TAREFAS PROPOSTAS ->
1. Transcreva, do texto sobre a política portuguesa, o trecho que se inicia com as palavras que contêm "Não é o bem" e que se encerra em "troco a ninguém.".
2. Prolongue o texto de opinião sobre a política portuguesa, começando logo após a última frase apresentada.

TEXTO DE PARTIDA ->
● ● ● ●

Política de esgoto
O ar que se respira na política portuguesa e na nossa região nunca foi recomendável, mas o dos últimos dias é mesmo irrespirável.
A ingenuidade de Cristas e Rui Rio foi aproveitada pela habilidade profissional de António Costa, provando que a política em Portugal não é para amadores, mas apenas para quem faz dela uma vida inteira, sem nunca ter conhecido as agruras do trabalho.
O que assistimos nestes últimos dias na política nacional não é muito diferente do que vimos provando, há várias legislaturas, aqui na região.
Não é o bem público que está em causa, é quem mais consegue arrebanhar eleitores, custe o que custar. O eleitoralismo acima de tudo.
O PSD e o CDS prestaram-se a um exercício rasteiro de querer abocanhar o eleitorado dos professores, à semelhança do que aconteceu cá, com o Governo Regional nos Açores, quando percebeu que estava a perder uma faixa importante do seu eleitorado e também deu o dito por não dito.
A classe política portuguesa vive permanentemente neste sufoco lusíada de querer agradar a gregos e troianos, ora agindo de uma maneira quando está no governo, ora noutra quando se encontra na oposição.
Tudo isto cansa.
Os eleitores vão percebendo que o voto já deixou de ser, há muito tempo, a “arma do povo”, porque os governos e os políticos fazem o que muito bem lhes apetece, sem dar troco a ninguém.

● ● ● ●

DADOS FORNECIDOS ->
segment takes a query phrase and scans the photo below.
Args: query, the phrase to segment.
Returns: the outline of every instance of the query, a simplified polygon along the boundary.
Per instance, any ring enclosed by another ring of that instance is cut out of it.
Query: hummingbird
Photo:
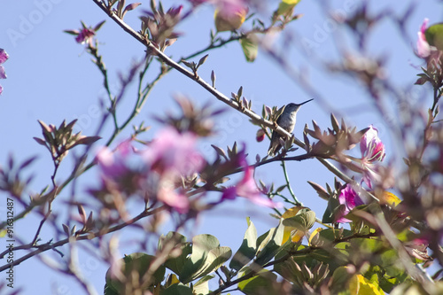
[[[310,102],[313,99],[307,100],[306,102],[301,103],[299,105],[291,103],[284,105],[284,109],[282,114],[278,117],[276,120],[278,126],[280,126],[282,128],[288,131],[289,133],[291,133],[294,130],[297,112],[299,112],[301,105]],[[282,136],[278,134],[276,131],[274,130],[272,132],[271,144],[269,144],[269,149],[268,150],[268,154],[269,156],[274,156],[282,147],[282,145],[280,144],[281,137]]]

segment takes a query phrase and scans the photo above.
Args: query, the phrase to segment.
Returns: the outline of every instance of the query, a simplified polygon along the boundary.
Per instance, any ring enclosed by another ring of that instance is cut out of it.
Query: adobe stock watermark
[[[28,13],[19,15],[19,23],[16,27],[6,29],[9,40],[13,47],[16,47],[19,41],[25,39],[34,31],[35,26],[39,25],[45,16],[52,12],[55,4],[58,4],[63,0],[35,0],[35,9]]]
[[[333,18],[326,18],[322,24],[314,24],[313,39],[303,37],[301,45],[305,49],[307,55],[311,55],[314,49],[317,49],[320,45],[326,42],[338,27],[338,19],[346,19],[346,16],[351,13],[355,6],[356,0],[346,0],[343,2],[343,8],[334,10],[331,14]]]
[[[80,268],[82,269],[82,275],[85,278],[90,278],[93,274],[97,272],[100,262],[97,259],[89,257],[86,261],[80,263]],[[67,284],[56,284],[55,286],[56,295],[74,295],[77,294],[77,291],[73,291],[70,285]]]

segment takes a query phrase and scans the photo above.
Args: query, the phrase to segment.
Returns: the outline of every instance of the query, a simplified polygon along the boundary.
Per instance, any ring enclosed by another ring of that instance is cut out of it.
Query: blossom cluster
[[[4,49],[0,48],[0,79],[6,79],[6,73],[2,64],[8,60],[9,55]],[[0,85],[0,94],[3,92],[3,87]]]
[[[197,141],[194,133],[179,133],[168,127],[141,150],[134,148],[131,141],[121,143],[115,151],[105,147],[97,156],[102,186],[91,192],[107,206],[118,209],[124,206],[128,198],[138,195],[146,202],[160,202],[170,210],[187,213],[193,208],[190,192],[201,182],[198,175],[206,165],[197,149]],[[232,163],[243,167],[243,177],[237,184],[222,188],[221,199],[215,204],[238,196],[275,207],[276,205],[263,198],[263,192],[258,189],[253,168],[247,165],[245,157],[244,149],[236,158],[236,163]]]

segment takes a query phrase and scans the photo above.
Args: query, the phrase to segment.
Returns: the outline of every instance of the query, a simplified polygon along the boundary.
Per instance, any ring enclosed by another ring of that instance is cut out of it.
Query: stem
[[[158,207],[156,209],[153,209],[152,211],[145,210],[145,211],[142,212],[141,213],[139,213],[138,215],[136,215],[136,217],[132,218],[131,220],[125,221],[125,222],[122,222],[120,224],[115,225],[115,226],[109,228],[107,229],[100,229],[100,230],[97,230],[96,232],[85,233],[85,234],[82,234],[82,235],[77,236],[77,237],[66,237],[63,240],[59,240],[54,244],[52,244],[52,243],[43,244],[42,245],[39,245],[36,250],[20,257],[18,260],[15,260],[13,262],[8,263],[8,264],[5,264],[5,265],[0,267],[0,272],[4,271],[5,269],[8,269],[11,267],[14,267],[16,265],[19,265],[21,262],[28,260],[31,257],[38,255],[38,254],[40,254],[43,252],[46,252],[48,250],[54,250],[55,248],[59,247],[61,245],[64,245],[66,244],[68,244],[70,242],[76,242],[76,241],[82,241],[82,240],[90,240],[90,239],[93,239],[95,237],[102,237],[102,236],[105,236],[106,234],[120,230],[123,228],[126,228],[128,225],[136,223],[136,221],[138,221],[139,220],[141,220],[144,217],[151,216],[151,215],[155,214],[155,213],[157,213],[160,211],[163,211],[165,209],[166,209],[165,206],[160,206],[160,207]],[[35,248],[35,246],[31,245],[31,244],[28,244],[27,249],[31,249],[31,248]],[[25,249],[25,248],[22,248],[22,249]]]
[[[283,173],[284,175],[284,181],[286,182],[286,187],[288,188],[289,193],[292,197],[296,206],[303,206],[300,201],[295,197],[294,191],[292,190],[292,188],[291,187],[291,182],[289,181],[289,176],[288,176],[288,170],[286,169],[286,164],[284,164],[284,160],[282,159],[282,168],[283,168]]]

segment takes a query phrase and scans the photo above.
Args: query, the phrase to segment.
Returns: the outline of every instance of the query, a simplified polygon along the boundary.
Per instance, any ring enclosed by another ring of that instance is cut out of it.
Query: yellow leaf
[[[305,209],[307,207],[302,207],[302,206],[294,206],[291,207],[288,210],[286,210],[285,213],[283,213],[282,218],[286,219],[290,217],[294,217],[297,215],[297,213],[300,211],[301,209]],[[288,227],[285,226],[284,229],[284,233],[283,233],[283,244],[286,243],[287,240],[291,237],[291,241],[293,243],[299,242],[303,237],[305,237],[305,233],[297,228],[294,227]]]
[[[312,241],[312,239],[313,239],[315,236],[317,236],[317,235],[318,235],[318,233],[319,233],[320,231],[322,231],[322,229],[322,229],[322,228],[318,228],[318,229],[315,229],[315,230],[314,230],[314,231],[312,232],[311,236],[309,236],[309,240],[308,240],[309,245],[311,245],[311,241]]]
[[[370,283],[361,275],[354,275],[349,282],[349,291],[355,295],[384,295],[383,290],[374,283]]]
[[[299,0],[283,0],[278,4],[278,15],[291,15],[295,5],[299,4]]]
[[[383,194],[377,197],[378,199],[380,200],[380,204],[386,204],[392,206],[396,206],[401,202],[399,197],[386,190],[384,190]]]
[[[232,12],[223,12],[215,10],[214,18],[215,19],[215,28],[218,32],[234,31],[242,27],[246,18],[247,10],[241,9]]]

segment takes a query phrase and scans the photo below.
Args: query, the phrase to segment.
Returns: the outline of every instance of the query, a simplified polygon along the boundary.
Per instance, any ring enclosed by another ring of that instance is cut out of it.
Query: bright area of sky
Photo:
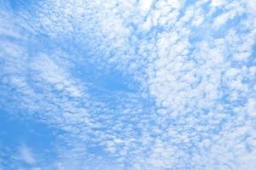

● ● ● ●

RESPOSTAS DADAS ->
1.
Não é o bem público que está em causa, é quem mais consegue arrebanhar eleitores, custe o que custar. O eleitoralismo acima de tudo.
O PSD e o CDS prestaram-se a um exercício rasteiro de querer abocanhar o eleitorado dos professores, à semelhança do que aconteceu cá, com o Governo Regional nos Açores, quando percebeu que estava a perder uma faixa importante do seu eleitorado e também deu o dito por não dito.
A classe política portuguesa vive permanentemente neste sufoco lusíada de querer agradar a gregos e troianos, ora agindo de uma maneira quando está no governo, ora noutra quando se encontra na oposição.
Tudo isto cansa.
Os eleitores vão percebendo que o voto já deixou de ser, há muito tempo, a “arma do povo”, porque os governos e os políticos fazem o que muito bem lhes apetece, sem dar troco a ninguém.

2.
Os políticos, no nosso país, estão mais disponíveis para os banqueiros do que para o cidadão comum, que não lhes dá manjedoura.
Felizmente que, no plano nacional, ainda vamos assistindo a um forte escrutínio por parte da opinião pública, sobretudo na comunicação social, enquanto que, na nossa região, tudo é feito sem dar cavaco a ninguém.
Nos Açores temos uma comunicação social fraca (como convém aos Poderes), uma oposição medíocre, um parlamento regional que nos custa 12 milhões de euros sem produzir nada e um Representante da República que bem podia figurar na Constituição como o provedor de croquetes.
Tivéssemos os poderes de fiscalização regional entregues ao Presidente da República - como alguns partidos propõem na célebre Reforma da Autonomia que nunca mais vê a luz do dia - e, conhecendo como todos conhecemos Marcelo, já ele teria intervido na nossa Região, com muitos puxões de orelhas ao poder regional.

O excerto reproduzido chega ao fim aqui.